### EXERCISES TO COMPLETE
a. List every section heading that appears in the PC vs. console article.
b. In the PC vs. console article, which two pieces of consumer electronics is a console likened to?
c. Continue the PC vs. console article from its last sentence.

### SOURCE PASSAGE
────
If you want to play the latest and greatest triple-A video games, you have to decide where you stand in the PC vs. console debate. PCs and consoles are becoming more and more alike every day. So what are the actual differences that matter when deciding how to use your gaming budget?

We’re going to touch on ten of the most important differences when it comes to PCs vs. consoles, making it easy to choose which one is right for you.

Table of Contents

    Consoles Are Easier for Gamers Who Aren’t Tech-Savvy

    A console is designed to be a piece of consumer electronics, like a toaster or a DVD player. 

    You launch a game on your console and you start playing the game. You don’t need to know anything about the technology inside the console, how the game works on a technical level. Just play and enjoy your game.

    Console Hardware Is Less Expensive

    If you had to buy a computer with comparable specifications to the latest Playstation 5 and Xbox Series X consoles, you’d end up with a bill that’s much higher on the PC side of things. The initial cost for console gaming is much lower than a PC. If you limit yourself to only the price tag of getting the machine itself into your home, consoles are the clear winner. 

    Of course, in reality things are more complicated than that. For a more complete discussion check out Is A Gaming PC Really More Expensive Than A Console? 

    Consoles Have Limited Functions

    Consoles are video game machines. A modern console can play games, browse the internet, run apps such as Netflix and play DVD or BluRay discs. On a PC, you are free to install whatever applications you like, an Office suite, emulation software, or video editing tools, to name a few. 

    Consider that many people need a PC for other purposes such as work. It might make more sense to consolidate your gaming and non-gaming activities into a single device.
────
### RECORD EXCERPTS
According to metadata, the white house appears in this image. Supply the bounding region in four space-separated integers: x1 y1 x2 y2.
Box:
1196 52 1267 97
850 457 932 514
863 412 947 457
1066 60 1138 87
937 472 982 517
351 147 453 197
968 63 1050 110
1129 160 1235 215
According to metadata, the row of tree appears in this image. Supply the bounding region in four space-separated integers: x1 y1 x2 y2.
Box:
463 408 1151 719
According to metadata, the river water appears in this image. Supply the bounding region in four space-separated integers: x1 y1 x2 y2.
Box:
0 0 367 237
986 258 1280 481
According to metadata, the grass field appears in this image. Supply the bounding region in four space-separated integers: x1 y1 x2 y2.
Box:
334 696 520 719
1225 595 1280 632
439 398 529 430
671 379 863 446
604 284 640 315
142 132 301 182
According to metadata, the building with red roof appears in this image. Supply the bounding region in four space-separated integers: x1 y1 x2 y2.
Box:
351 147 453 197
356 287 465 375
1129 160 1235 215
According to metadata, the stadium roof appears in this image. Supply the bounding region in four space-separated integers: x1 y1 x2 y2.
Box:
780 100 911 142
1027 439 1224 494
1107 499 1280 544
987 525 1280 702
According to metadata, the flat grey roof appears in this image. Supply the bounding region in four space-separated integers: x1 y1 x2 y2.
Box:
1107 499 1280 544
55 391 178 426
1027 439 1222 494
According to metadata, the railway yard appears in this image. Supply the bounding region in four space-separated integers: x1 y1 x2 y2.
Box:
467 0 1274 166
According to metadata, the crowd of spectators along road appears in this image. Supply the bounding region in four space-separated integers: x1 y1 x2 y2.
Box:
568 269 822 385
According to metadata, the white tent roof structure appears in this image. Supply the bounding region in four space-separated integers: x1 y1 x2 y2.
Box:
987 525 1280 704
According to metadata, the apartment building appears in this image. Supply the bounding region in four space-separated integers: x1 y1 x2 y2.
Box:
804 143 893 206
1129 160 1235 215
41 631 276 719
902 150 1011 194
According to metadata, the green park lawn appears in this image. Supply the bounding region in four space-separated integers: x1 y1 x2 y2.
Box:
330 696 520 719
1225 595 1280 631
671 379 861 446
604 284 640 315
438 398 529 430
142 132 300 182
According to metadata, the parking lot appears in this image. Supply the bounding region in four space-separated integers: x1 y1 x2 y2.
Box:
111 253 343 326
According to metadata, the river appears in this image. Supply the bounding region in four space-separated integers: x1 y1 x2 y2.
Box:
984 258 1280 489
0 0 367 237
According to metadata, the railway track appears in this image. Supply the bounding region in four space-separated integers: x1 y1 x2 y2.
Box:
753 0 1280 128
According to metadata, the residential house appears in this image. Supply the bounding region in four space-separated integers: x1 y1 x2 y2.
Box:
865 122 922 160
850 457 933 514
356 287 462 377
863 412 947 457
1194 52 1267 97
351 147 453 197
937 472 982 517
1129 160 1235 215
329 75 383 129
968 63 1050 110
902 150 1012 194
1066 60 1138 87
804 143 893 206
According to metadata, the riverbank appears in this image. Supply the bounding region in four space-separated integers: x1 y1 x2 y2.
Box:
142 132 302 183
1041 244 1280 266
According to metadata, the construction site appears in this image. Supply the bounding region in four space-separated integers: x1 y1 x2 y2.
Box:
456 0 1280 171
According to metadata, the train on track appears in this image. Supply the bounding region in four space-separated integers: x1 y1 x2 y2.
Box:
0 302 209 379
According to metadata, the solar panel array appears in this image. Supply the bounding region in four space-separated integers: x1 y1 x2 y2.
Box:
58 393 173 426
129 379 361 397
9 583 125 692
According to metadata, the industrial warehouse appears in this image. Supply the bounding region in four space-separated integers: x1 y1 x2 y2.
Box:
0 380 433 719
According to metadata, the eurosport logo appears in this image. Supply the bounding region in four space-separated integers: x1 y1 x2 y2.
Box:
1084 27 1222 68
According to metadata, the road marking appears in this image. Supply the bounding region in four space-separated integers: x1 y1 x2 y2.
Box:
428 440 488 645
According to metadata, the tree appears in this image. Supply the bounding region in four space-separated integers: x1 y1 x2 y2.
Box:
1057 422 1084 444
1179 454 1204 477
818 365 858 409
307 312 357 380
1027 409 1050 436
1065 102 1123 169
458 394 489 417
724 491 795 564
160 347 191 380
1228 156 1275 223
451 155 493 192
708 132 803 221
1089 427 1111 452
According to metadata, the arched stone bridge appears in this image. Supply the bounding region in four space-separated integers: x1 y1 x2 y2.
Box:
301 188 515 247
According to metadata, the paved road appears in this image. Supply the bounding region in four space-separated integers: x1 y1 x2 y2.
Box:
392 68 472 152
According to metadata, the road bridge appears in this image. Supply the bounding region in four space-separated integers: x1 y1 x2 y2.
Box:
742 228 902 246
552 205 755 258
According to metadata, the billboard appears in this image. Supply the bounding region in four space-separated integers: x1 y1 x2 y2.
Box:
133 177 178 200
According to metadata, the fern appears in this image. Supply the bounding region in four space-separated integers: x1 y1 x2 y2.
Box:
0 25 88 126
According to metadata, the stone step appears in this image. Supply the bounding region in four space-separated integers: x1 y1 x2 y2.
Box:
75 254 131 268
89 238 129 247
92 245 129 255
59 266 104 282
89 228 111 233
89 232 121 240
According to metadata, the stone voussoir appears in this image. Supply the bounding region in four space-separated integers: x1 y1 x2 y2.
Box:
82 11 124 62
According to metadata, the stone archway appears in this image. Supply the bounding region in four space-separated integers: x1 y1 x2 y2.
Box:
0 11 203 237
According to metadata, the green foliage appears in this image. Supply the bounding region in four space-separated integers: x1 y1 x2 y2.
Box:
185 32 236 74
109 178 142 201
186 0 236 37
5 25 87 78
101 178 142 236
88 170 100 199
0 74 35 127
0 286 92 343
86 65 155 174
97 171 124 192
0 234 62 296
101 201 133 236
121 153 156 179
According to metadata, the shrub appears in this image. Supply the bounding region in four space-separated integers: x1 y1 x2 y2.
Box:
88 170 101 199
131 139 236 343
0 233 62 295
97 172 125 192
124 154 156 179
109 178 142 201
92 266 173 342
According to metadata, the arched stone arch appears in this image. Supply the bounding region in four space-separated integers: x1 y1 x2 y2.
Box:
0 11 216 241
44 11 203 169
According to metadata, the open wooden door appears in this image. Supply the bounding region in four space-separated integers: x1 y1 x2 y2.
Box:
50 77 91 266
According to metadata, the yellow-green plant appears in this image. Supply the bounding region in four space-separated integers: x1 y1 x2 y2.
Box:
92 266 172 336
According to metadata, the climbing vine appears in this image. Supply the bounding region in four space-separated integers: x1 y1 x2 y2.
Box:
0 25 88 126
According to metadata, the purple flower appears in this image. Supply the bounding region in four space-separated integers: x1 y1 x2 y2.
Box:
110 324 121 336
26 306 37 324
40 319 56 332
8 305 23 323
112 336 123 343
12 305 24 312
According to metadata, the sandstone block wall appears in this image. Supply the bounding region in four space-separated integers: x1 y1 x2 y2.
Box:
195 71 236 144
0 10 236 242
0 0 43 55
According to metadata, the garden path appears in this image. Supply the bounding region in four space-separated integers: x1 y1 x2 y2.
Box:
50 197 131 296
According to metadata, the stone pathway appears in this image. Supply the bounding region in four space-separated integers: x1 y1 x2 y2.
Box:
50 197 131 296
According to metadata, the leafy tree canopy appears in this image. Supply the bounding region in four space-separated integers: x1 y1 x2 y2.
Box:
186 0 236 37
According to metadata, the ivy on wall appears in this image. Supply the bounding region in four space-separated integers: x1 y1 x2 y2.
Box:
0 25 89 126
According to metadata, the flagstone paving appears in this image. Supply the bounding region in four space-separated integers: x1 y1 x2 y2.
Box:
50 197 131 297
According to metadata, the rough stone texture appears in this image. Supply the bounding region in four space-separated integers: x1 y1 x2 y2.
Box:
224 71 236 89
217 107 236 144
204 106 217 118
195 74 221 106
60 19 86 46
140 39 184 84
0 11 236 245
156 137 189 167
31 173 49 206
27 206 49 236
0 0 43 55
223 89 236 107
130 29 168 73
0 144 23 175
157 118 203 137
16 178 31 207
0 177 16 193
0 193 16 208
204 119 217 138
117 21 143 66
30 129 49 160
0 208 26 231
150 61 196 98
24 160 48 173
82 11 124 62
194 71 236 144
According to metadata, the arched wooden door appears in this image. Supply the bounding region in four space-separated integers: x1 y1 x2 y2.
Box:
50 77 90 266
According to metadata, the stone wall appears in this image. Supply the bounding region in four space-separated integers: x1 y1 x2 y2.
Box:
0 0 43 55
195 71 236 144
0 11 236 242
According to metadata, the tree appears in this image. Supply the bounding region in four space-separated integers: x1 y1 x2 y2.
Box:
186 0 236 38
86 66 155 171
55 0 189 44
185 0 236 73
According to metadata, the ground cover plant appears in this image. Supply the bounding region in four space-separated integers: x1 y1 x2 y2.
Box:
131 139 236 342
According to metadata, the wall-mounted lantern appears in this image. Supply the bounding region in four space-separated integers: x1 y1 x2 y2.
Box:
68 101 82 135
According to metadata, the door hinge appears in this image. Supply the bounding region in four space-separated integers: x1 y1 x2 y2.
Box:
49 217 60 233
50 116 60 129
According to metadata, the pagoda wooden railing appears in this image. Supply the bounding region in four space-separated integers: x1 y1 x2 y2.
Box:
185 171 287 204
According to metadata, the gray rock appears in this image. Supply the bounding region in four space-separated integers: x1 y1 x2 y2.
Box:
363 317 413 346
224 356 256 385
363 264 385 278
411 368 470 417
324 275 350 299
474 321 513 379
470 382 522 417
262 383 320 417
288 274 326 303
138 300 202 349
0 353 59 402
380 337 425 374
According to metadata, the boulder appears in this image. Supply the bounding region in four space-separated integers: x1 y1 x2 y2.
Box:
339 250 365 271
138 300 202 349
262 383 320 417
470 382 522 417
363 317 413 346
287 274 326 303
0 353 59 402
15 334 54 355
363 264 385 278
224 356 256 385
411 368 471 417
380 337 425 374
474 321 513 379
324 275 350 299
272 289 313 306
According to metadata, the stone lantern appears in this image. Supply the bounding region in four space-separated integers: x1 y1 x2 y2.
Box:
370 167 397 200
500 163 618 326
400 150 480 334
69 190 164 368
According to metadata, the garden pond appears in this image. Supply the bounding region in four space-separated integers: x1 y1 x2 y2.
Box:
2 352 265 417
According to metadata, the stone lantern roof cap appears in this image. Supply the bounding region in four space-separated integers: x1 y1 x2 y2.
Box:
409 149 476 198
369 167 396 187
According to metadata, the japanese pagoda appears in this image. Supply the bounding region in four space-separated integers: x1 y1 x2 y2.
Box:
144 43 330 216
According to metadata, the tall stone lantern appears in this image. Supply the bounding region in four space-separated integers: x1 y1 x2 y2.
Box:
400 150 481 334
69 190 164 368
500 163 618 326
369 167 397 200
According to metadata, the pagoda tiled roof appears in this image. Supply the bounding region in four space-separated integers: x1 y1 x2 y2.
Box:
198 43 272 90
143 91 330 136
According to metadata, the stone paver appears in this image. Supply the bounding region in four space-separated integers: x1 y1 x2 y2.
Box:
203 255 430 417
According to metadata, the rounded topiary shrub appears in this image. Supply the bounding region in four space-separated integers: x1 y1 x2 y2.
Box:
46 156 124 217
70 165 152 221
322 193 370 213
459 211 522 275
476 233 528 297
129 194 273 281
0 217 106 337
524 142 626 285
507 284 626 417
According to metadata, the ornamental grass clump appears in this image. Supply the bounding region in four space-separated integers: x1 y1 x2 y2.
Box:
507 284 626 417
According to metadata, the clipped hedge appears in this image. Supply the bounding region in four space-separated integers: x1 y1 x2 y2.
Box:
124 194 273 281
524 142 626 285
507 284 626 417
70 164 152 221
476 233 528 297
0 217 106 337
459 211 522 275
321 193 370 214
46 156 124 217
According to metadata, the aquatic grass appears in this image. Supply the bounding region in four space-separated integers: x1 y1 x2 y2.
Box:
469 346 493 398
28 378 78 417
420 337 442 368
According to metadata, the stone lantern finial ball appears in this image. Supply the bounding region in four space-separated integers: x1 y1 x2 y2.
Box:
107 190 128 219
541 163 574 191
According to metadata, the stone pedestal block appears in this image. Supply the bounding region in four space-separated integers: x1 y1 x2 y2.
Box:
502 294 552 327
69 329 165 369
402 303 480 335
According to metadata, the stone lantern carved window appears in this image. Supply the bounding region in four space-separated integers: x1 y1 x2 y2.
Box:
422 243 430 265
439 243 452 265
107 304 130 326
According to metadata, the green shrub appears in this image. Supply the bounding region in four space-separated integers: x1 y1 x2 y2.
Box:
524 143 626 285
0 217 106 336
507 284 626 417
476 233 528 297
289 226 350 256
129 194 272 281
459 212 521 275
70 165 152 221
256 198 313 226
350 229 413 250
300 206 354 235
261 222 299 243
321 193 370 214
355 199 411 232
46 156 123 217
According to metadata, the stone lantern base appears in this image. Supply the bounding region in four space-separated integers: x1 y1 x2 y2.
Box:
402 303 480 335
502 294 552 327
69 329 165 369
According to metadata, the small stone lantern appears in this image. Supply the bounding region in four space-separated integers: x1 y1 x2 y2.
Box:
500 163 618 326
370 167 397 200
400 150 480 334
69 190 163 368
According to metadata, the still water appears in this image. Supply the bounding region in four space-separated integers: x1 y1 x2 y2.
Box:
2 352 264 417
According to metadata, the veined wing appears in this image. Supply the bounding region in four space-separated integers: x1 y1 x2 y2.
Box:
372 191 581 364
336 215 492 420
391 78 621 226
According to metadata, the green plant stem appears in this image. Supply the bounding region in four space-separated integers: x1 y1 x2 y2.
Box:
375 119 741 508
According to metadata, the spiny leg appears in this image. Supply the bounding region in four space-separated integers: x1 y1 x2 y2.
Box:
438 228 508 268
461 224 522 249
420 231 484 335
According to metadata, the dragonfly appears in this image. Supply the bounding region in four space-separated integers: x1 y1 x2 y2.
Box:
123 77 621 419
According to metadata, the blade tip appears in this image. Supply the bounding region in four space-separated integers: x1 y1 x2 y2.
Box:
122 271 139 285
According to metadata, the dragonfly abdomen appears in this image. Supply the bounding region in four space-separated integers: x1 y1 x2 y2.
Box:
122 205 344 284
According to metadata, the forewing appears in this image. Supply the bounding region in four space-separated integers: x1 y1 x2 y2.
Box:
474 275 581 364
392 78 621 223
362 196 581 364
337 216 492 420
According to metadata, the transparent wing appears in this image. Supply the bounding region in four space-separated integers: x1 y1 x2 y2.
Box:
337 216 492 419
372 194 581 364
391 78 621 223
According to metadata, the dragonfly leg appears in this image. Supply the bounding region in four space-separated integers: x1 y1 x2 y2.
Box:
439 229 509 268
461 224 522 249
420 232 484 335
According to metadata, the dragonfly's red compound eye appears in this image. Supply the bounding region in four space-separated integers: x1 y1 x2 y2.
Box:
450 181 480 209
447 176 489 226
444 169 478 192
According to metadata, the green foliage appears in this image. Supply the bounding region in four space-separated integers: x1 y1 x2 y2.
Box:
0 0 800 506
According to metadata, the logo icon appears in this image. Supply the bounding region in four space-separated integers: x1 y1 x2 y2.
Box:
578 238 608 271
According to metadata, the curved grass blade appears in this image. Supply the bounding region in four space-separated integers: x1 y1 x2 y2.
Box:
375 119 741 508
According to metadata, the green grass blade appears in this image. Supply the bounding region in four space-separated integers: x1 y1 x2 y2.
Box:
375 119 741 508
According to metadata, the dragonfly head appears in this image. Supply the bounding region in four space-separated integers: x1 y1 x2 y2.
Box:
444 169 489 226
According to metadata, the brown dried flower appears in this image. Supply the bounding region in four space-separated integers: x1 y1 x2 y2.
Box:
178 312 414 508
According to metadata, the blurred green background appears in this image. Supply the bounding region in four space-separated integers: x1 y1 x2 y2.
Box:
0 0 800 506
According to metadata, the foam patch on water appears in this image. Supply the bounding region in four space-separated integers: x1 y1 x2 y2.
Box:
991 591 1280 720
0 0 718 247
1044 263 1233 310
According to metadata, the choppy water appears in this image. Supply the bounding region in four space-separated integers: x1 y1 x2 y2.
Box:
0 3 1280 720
────
### SET OF ANSWERS
a.
Consoles Are Easier for Gamers Who Aren’t Tech-Savvy
Console Hardware Is Less Expensive
Consoles Have Limited Functions

b. A toaster and a DVD player.

c.
    Console Games Can Be More Expensive

    While this isn’t always true for some cross-platform games, console games tend to have higher prices, especially over time because of platform license fees and a lack of digital storefront competition. Digital PC games are sold by multiple competing companies. Price drops and sales tend to be deeper and more frequent than with consoles.

    Consoles Are Reliable and Punch Above Their Weight

    Consoles are much less complicated than PCs because they have a fixed operating system and hardware platform.The console maker is in full control and users are locked out of system-level changes, thus implying that things don’t just randomly go wrong with a console. A PC might be suddenly crippled by a driver update, Windows Update or a virus, among other things.

    PCs Have Better Backwards Compatibility

    Backwards compatibility between console generations is a hit-and-miss affair. 

    For example:

    • PS5 is compatible with PS4 games, but not PS3, PS2 or PS1 games
    • On Xbox, there’s compatibility all the way back to the original Xbox, but not for every single game.
    • On PCs, you can play any game you like all the way back to the very first games. It may take some work to get old titles running, but there’s almost always a way to do it.  PCs can emulate games from consoles, so it really does offer the widest selection of titles on a single machine.

    PC Hardware and Game Settings Are More Flexible

    Console designers carefully choose what hardware goes into their machines, but they might have different priorities than you do. If you prefer high-frame rates over 4K visuals, you might configure your PC with a better CPU and a more modest GPU, for example. 

    The same goes for in-game settings. On a console you don’t have control over how a game spends the hardware budget available. On a PC, you can change the settings of a game to match what you want to get out of it.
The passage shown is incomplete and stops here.